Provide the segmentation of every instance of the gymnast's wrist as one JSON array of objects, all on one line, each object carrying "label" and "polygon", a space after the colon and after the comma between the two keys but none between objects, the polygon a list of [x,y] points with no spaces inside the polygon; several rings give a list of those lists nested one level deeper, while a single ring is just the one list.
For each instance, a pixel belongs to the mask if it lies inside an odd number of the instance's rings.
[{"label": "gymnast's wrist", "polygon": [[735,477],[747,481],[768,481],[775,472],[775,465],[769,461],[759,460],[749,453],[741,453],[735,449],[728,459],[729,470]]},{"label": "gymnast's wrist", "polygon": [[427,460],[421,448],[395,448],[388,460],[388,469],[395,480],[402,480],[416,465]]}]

────

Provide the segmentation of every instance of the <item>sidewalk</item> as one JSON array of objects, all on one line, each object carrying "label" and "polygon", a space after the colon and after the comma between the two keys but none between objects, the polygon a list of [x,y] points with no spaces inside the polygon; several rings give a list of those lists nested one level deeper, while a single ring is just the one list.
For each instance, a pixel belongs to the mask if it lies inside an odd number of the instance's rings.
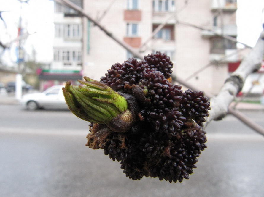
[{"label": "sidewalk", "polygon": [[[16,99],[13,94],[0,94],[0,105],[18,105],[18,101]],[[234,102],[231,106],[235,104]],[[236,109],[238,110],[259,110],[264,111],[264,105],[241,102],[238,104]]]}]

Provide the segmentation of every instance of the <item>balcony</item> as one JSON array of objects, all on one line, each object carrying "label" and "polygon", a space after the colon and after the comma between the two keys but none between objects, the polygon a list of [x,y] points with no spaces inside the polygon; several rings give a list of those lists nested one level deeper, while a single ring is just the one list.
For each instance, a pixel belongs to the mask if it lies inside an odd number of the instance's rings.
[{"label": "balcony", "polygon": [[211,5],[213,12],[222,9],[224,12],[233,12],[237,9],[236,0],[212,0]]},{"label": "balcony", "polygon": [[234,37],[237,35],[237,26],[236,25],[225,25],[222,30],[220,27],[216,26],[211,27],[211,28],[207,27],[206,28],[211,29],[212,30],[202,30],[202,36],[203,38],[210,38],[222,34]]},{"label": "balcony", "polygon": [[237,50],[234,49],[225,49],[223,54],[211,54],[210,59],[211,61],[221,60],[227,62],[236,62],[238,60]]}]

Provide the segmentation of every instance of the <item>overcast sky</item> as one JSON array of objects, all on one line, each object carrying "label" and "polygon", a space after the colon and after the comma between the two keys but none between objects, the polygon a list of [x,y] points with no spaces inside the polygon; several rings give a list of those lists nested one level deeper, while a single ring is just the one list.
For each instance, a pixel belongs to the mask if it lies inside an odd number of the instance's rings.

────

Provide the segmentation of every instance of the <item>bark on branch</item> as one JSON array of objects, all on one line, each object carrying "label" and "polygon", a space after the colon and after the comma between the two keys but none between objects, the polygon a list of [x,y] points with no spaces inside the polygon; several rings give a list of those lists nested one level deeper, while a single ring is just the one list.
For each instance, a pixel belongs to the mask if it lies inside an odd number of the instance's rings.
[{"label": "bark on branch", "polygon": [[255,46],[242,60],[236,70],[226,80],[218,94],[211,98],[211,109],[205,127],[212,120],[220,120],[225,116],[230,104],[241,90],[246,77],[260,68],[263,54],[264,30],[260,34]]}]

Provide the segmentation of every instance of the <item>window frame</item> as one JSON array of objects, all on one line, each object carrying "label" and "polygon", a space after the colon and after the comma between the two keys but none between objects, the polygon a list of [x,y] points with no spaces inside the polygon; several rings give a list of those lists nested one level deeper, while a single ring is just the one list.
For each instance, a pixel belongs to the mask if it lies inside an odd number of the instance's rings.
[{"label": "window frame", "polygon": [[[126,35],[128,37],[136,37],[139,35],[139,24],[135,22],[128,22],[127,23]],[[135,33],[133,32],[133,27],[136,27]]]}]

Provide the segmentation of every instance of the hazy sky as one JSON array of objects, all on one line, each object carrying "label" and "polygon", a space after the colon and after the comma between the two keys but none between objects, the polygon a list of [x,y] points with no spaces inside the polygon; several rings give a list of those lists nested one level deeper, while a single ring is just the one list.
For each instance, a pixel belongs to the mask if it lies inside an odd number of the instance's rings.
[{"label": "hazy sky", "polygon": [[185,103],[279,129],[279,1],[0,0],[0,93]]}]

────

### [Requirement]
Count how many lines of the material above contain the string "frame", treating uppercase and lowercase letters as distinct. Reply with the number alone.

### [Answer to the exercise]
2